▶ WHAT YOU SHOULD DO
Your answer consists of the lines in the data that contain "using". Copy each of them.

▶ GIVEN DATA

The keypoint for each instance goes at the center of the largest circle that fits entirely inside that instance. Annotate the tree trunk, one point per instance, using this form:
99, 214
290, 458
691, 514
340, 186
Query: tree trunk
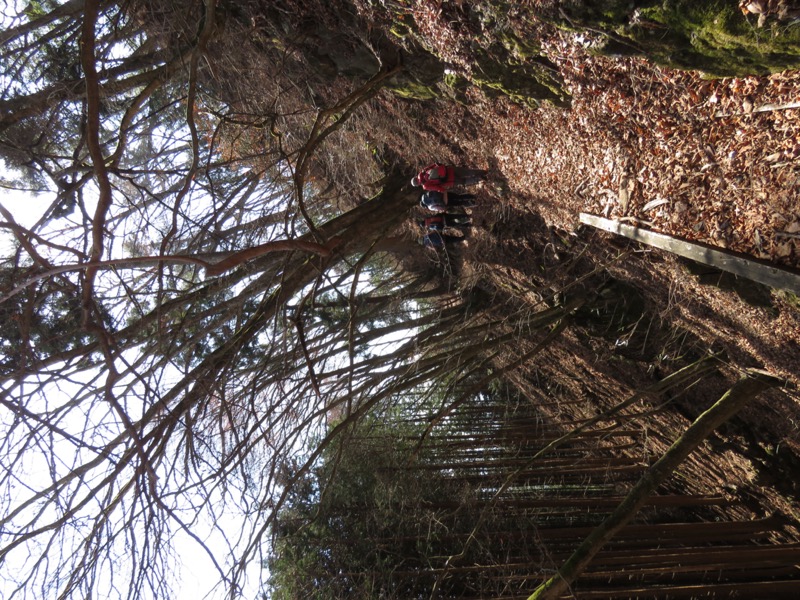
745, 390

==

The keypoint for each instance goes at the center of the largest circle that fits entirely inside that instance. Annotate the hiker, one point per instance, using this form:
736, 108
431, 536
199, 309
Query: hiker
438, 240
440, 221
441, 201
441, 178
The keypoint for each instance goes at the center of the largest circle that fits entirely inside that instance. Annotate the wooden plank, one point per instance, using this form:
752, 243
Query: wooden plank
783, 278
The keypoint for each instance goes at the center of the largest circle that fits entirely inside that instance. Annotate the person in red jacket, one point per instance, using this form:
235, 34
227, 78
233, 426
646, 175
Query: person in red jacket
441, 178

▶ RESULT FOR THIS TASK
The keypoint for each instance goes at the center of the largest circle that fits entirely inside that instance. Annotate the tree trunk, one point per instance, using this form:
The keypoint for each instance goes at the center of the largest circle that fits entirely inside that instance. Annotate the hiker, one point per instance, using this form:
The keypoint for each instance goes at the center of the largest circle that fits entirely inside that instance. Annotate the wooden plank, one point per instance, using this form:
The keypoint for each instance goes at the center of the largest circle that fits entirely inside that instance. Annotate the person in red jacket, one point per instance, using this form:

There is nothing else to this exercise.